▸ Prompt:
Pick up the news report on the St. John's sexual assault trial after its final sentence and carry it forward in the same style.

▸ Text excerpt:

# # # # # # #

ST. JOHN'S, N.L. — Taking the witness stand at his sexual assault trial in St. John’s Tuesday, a 47-year-old man said he was just being friendly late one summer night when he picked up a young woman he didn’t know from the side of the road in his sports car, offered to let her get behind the wheel and took her for a drive.
“So you just let strange 20-year-olds hop in your car and drive it?” prosecutor Jessica Gallant asked Ross Payne on cross-examination.
“That’s what happened that night, yes,” Payne replied.
"You didn't have any concerns that she was out in the middle of the night alone and she might be vulnerable?" Gallant asked.
"No, I thought she just wanted to have fun cruising around in the car, there's no more to it than that," Payne said.
Payne is charged with sexually assaulting the 23-year-old woman that night in July 2018, after picking her up in his Mustang on the road in Holyrood around 12:30 a.m. He has pleaded not guilty and his trial took place in provincial court in St. John's this week.
Red Mustang
The woman testified she had been on a night out with friends, attending the Squidfest concert. Intoxicated and alone, having lost her companions and misplaced her glasses, the woman said she had left the concert area and walked up the road in what she believed to be the direction of her friend’s house. Desperate to get home, she had tried calling her friends before her phone battery died, she said.

# # # # # # #

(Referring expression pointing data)
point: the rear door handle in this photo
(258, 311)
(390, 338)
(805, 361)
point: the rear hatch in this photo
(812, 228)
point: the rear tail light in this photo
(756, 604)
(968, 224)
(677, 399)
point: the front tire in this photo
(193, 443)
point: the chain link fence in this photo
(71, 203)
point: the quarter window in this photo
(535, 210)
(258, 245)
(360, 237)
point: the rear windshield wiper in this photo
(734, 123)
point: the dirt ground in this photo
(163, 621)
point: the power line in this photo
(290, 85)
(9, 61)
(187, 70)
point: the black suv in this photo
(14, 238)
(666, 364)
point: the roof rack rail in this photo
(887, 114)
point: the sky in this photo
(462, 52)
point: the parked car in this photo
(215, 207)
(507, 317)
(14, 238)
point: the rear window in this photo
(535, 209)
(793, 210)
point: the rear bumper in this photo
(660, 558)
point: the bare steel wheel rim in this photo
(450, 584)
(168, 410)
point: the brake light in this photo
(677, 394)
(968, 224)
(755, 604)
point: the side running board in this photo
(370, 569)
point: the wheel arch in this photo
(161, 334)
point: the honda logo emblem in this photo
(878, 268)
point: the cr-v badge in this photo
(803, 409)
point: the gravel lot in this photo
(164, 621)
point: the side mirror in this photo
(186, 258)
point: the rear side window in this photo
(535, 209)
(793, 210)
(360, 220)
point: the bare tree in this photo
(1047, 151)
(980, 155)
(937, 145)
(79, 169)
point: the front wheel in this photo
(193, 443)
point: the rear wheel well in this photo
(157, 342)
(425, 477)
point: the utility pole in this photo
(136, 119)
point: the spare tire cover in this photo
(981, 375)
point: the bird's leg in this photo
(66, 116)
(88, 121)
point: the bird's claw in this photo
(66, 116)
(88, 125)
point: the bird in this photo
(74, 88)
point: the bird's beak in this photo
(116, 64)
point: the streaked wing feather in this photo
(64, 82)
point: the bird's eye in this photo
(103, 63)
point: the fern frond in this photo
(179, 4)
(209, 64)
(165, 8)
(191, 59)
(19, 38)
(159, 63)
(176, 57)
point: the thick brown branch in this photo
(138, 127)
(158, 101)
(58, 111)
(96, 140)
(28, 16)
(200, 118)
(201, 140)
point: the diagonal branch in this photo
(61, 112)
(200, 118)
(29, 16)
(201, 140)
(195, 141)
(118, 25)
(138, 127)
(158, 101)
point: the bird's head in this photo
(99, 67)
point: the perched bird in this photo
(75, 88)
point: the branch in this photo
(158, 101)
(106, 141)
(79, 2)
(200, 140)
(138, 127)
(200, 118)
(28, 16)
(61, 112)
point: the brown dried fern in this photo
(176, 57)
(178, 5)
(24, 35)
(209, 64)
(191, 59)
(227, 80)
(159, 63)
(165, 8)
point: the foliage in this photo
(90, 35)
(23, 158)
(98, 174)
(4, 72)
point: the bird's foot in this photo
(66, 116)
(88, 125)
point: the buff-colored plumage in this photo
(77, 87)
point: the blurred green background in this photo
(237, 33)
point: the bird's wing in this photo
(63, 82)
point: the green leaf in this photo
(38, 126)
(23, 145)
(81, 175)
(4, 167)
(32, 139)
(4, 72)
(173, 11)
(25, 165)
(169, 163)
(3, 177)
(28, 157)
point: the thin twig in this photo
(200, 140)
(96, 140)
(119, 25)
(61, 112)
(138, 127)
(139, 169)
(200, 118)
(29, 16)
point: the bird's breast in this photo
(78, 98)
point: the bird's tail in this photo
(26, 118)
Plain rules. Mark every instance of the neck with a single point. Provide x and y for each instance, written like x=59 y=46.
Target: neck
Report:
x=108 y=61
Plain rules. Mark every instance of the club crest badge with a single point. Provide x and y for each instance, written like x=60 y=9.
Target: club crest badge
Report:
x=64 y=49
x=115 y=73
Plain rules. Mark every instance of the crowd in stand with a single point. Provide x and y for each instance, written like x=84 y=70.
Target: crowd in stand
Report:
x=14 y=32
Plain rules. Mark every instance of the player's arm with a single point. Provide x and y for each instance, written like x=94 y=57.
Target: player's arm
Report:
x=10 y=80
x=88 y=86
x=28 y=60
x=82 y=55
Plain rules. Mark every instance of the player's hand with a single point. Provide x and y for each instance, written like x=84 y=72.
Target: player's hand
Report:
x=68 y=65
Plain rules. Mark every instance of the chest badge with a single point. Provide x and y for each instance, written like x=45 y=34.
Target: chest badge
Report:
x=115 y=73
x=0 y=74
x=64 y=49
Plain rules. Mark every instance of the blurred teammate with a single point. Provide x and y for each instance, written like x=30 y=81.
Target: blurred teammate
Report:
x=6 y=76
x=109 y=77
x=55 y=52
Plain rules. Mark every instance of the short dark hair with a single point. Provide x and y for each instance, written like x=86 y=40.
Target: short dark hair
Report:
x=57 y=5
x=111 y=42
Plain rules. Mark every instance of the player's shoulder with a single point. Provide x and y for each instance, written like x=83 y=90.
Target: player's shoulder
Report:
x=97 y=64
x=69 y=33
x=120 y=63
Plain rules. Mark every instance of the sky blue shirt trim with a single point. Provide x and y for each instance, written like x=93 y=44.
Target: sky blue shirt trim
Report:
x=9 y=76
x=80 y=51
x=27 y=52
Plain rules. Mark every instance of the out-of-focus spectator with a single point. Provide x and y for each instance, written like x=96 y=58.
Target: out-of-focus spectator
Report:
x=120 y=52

# # # # # # #

▸ Exercise response:
While she was walking back toward the concert site, a man pulled up in a red Mustang and rolled down his window, the woman said.
“I said I was trying to get home to St. John’s, can you help me? He said yes,” the woman told the court. “He asked me if I wanted to drive, to which I said no.”
The woman testified to having gaps in her memory due to her level of intoxication, describing herself as being in and out of consciousness and having blackouts. She told the court she remembered looking down and seeing the man’s hand on her thigh, and remembered him putting his hand down the front of her shirt. She remembered him at one point being on top of her in the back seat of the car. She was clear, when asked by Gallant, that she had not asked the man to get on top of her.
“The next thing I remember I was walking up my driveway,” the woman said. “The only reason I remember it was a red car is because I looked back.”
The woman told the court she experienced symptoms the next day that led her to the realization she had been sexually assaulted, including a pain in her lower abdomen. That evening, she received a text from a strange number on her phone, she said.
“I wrote back, 'Who’s this?'” she testified. “He said, ‘Ross, we met last night.’ He might have said something about the red Mustang, I told him he had the wrong number.”
Found his profile on Facebook
The woman went to the hospital the following day. She also gave a statement to police and gave a second statement after searching for the man on Facebook and finding Payne’s profile with a photo of a Mustang.
Forensic testing revealed a male DNA profile matching Payne’s on the clothes the woman had been wearing the night of the concert.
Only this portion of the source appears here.